# DATASET ROWS start
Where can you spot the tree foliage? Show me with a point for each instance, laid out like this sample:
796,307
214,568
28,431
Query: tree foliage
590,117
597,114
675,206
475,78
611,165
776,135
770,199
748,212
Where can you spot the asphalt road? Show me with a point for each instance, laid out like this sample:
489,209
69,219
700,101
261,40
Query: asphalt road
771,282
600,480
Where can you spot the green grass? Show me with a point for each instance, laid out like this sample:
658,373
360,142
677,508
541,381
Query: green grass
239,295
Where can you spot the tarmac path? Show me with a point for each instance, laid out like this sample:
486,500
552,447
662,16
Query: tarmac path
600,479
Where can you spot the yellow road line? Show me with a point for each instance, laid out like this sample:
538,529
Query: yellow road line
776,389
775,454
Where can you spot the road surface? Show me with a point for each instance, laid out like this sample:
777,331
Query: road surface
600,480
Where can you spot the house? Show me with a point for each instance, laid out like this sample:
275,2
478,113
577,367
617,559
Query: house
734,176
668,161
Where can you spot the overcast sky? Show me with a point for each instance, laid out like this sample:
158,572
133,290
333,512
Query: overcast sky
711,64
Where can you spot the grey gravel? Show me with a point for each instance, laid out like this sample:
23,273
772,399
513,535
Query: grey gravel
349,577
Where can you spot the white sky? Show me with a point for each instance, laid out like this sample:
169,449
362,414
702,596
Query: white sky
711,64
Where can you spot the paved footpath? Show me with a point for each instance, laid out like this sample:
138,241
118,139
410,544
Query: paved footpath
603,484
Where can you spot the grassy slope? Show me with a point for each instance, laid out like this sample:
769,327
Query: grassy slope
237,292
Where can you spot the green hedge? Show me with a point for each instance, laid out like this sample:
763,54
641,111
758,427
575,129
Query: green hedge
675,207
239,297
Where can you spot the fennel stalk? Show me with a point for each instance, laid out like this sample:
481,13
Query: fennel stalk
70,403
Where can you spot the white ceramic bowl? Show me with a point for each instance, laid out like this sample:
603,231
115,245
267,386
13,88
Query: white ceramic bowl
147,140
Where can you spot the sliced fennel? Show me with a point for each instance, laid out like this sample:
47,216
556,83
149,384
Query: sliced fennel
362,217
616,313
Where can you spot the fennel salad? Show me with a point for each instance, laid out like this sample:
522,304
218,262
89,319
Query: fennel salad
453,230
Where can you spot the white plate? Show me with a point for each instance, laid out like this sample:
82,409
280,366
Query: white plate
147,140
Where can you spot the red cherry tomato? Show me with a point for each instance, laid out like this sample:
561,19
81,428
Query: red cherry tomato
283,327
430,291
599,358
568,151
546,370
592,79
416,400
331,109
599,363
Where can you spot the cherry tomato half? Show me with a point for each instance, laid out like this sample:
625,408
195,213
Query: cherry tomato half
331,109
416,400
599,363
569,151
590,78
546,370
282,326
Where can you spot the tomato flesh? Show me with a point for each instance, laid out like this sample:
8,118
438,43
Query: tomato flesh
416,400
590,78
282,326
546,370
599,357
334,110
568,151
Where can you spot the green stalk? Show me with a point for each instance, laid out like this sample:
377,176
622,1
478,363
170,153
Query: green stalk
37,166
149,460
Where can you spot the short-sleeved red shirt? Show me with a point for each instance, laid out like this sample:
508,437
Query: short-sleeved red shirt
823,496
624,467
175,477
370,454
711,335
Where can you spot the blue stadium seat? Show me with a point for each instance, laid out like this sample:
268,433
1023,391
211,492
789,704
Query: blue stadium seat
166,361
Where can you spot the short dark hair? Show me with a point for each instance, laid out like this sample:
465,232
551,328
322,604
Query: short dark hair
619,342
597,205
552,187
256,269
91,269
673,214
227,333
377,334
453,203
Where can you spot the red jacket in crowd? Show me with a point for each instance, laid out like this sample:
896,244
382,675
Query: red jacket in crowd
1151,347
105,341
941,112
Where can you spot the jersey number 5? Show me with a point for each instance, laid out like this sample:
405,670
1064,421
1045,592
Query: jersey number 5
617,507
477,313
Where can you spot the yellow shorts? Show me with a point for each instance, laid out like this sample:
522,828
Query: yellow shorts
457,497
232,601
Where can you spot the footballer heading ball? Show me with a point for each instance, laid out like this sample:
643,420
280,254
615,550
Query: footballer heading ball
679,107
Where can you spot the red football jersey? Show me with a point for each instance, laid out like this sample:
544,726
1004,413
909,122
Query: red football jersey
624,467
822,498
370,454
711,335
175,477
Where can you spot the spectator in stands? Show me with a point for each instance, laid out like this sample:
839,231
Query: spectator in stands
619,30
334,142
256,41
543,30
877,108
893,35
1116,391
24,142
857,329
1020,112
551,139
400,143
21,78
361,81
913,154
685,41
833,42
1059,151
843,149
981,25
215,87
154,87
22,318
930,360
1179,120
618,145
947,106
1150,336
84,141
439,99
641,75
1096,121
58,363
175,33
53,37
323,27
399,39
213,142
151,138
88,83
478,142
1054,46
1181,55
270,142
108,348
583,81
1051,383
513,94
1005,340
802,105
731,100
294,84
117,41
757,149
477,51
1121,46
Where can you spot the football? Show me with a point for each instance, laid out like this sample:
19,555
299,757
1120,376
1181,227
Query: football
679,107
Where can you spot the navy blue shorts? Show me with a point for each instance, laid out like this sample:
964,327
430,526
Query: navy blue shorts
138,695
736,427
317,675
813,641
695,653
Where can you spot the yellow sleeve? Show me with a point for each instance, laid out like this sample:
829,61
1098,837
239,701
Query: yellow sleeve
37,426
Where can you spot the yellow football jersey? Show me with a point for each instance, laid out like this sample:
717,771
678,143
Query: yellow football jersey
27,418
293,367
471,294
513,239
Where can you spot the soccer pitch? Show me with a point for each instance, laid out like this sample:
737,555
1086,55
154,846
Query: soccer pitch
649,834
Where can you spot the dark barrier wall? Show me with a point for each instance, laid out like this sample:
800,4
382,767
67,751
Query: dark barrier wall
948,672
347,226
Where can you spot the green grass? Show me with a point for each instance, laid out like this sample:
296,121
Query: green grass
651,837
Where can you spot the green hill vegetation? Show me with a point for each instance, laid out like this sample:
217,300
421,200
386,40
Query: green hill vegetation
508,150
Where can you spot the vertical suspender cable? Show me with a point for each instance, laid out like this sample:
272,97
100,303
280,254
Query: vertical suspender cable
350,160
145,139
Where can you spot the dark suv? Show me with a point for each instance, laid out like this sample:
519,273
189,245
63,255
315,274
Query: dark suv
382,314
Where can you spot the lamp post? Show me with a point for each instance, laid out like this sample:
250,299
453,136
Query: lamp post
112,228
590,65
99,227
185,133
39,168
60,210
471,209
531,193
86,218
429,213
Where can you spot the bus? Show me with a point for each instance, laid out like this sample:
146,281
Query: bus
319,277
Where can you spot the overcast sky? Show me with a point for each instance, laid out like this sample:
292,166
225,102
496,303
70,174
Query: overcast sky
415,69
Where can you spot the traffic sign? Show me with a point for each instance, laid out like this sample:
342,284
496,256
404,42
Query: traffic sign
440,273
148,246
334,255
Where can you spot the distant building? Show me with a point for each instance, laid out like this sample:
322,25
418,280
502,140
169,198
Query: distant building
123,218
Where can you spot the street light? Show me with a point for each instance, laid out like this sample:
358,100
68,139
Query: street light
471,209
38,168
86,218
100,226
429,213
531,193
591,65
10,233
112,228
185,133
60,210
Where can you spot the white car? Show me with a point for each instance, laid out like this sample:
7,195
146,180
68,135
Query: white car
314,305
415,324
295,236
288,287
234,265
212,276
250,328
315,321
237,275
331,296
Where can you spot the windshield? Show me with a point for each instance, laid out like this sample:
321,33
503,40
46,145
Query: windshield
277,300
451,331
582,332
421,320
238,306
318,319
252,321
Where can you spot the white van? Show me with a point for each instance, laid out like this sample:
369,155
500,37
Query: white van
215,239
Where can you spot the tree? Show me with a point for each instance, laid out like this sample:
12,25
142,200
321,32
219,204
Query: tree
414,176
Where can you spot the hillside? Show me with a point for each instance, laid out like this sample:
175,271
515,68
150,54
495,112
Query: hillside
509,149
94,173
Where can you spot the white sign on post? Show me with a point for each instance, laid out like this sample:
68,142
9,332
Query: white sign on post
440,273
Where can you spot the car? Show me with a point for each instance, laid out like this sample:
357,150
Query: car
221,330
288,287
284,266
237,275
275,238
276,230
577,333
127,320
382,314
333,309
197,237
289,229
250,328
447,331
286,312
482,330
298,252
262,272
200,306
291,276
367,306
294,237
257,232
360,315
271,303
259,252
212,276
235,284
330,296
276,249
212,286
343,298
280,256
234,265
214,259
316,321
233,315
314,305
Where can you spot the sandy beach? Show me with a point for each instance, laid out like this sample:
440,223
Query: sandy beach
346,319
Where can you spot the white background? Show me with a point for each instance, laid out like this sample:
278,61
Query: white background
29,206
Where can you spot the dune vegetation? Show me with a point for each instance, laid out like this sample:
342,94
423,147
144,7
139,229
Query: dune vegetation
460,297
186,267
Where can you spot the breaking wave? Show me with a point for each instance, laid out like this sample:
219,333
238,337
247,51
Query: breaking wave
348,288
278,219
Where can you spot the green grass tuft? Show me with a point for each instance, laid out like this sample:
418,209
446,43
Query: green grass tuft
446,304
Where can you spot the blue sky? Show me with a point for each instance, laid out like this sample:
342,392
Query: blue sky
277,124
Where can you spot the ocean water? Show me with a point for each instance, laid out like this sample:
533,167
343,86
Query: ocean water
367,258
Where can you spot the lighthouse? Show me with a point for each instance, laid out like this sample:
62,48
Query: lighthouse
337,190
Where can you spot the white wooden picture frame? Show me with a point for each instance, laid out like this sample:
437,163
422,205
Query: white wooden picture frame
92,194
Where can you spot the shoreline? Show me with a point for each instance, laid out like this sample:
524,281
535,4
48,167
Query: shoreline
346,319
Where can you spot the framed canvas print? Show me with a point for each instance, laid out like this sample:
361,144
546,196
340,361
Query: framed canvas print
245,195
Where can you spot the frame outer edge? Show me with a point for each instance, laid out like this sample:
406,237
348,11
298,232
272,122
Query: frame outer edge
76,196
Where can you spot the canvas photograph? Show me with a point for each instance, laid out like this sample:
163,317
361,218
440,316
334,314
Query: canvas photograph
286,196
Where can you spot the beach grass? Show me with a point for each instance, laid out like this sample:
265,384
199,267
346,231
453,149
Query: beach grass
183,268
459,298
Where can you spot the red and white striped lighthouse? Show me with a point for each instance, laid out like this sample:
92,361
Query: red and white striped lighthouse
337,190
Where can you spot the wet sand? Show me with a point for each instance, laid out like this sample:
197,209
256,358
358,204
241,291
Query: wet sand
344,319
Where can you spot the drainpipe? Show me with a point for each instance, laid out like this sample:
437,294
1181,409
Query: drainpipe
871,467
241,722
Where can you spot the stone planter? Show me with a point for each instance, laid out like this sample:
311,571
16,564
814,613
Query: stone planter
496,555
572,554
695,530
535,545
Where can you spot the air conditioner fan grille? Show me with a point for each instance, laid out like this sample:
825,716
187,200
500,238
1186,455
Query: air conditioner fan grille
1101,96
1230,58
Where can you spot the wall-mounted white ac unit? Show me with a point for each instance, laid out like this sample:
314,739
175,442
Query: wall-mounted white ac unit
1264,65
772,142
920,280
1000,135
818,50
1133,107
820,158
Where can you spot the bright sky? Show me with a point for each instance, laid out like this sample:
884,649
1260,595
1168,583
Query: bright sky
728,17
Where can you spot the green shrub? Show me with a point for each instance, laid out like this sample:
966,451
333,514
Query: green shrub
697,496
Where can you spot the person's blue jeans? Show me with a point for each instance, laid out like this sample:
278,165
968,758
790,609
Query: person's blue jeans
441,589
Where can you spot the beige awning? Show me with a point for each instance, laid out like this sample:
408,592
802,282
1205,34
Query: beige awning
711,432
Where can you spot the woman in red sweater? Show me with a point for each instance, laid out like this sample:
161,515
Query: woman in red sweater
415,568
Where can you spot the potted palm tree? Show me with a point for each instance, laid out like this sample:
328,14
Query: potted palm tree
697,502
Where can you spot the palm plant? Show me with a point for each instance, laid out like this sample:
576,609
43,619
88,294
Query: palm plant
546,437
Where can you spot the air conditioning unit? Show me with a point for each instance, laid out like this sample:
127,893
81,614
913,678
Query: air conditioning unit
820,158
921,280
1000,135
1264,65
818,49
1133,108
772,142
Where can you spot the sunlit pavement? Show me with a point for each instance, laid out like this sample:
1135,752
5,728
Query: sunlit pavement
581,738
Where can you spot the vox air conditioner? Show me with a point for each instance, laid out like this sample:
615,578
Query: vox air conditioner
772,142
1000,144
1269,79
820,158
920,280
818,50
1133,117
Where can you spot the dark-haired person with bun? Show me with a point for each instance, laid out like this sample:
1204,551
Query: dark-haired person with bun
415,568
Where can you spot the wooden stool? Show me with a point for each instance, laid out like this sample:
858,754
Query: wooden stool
# DATASET ROWS end
- TO BE DONE -
Every line from the one containing "Where can you spot the air conditioning" through the end of the data must be repeated exactly, and no other line.

- SOLUTION TO THE PROBLEM -
Where can you spot the air conditioning unit? Show me with a point for each instance, laid out like this sample:
127,893
81,614
913,678
Query: air conditioning unit
820,158
921,280
1000,135
1264,65
818,49
1133,108
772,142
Where can you spot the sunlit pavement? Show me with a point for each instance, laid out like this sample:
1135,752
5,728
Query: sunlit pavement
581,738
Where can you spot the vox air conditioner? Show me with a point for each instance, laid out like this sample:
615,578
Query: vox air conditioner
772,142
1000,144
1269,79
820,158
920,280
818,50
1133,117
Where can you spot the dark-haired person with bun? Show me with a point for each instance, laid out like this sample:
1204,551
Query: dark-haired person with bun
415,568
Where can you spot the wooden stool? Show me with a point for each instance, laid out like this sample:
858,754
Query: wooden stool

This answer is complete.